### Segmento di testo

L’Africa è stata ed è una fucina di intellettuali di primo piano che, purtroppo, sono poco o per niente conosciuti. Cheikh Anta Diop, fisico, chimico, antropologo, linguista, storico ed egittologo, è stato senza alcun dubbio uno dei massimi rappresentanti di questa schiera di pensatori. Nato il 29 dicembre 1923 in Senegal, all’epoca colonia francese, in una famiglia appartenente all’aristocrazia wolof[1], C.A. Diop riceve i primi insegnamenti scolastici in una scuola coranica; successivamente viene avviato alle scuole coloniali francesi dove completa gli studi medi e superiori per trasferirsi subito dopo a Parigi ed iscriversi alle facoltà di matematica e di lettere presso la Sorbona, la più prestigiosa università francese.

### Estratto dei dati
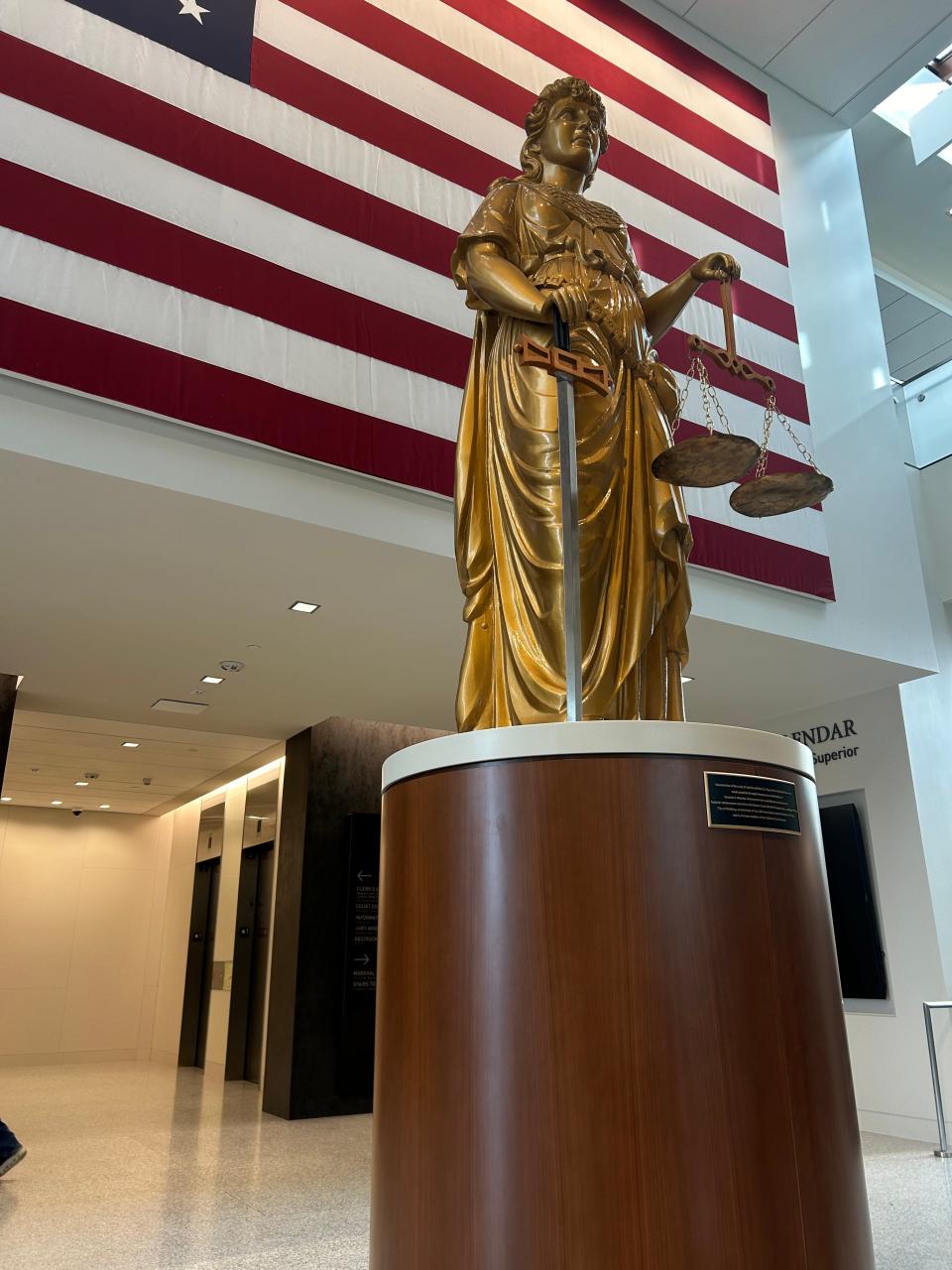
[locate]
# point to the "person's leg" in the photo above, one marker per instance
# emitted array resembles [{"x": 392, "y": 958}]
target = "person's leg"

### Compito scritto
Trascrivi parola per parola il tratto del testo su Cheikh Anta Diop che va da "L’Africa è stata" fino a "prestigiosa università francese.".

### Soluzione scritta
L’Africa è stata ed è una fucina di intellettuali di primo piano che, purtroppo, sono poco o per niente conosciuti. Cheikh Anta Diop, fisico, chimico, antropologo, linguista, storico ed egittologo, è stato senza alcun dubbio uno dei massimi rappresentanti di questa schiera di pensatori. Nato il 29 dicembre 1923 in Senegal, all’epoca colonia francese, in una famiglia appartenente all’aristocrazia wolof[1], C.A. Diop riceve i primi insegnamenti scolastici in una scuola coranica; successivamente viene avviato alle scuole coloniali francesi dove completa gli studi medi e superiori per trasferirsi subito dopo a Parigi ed iscriversi alle facoltà di matematica e di lettere presso la Sorbona, la più prestigiosa università francese.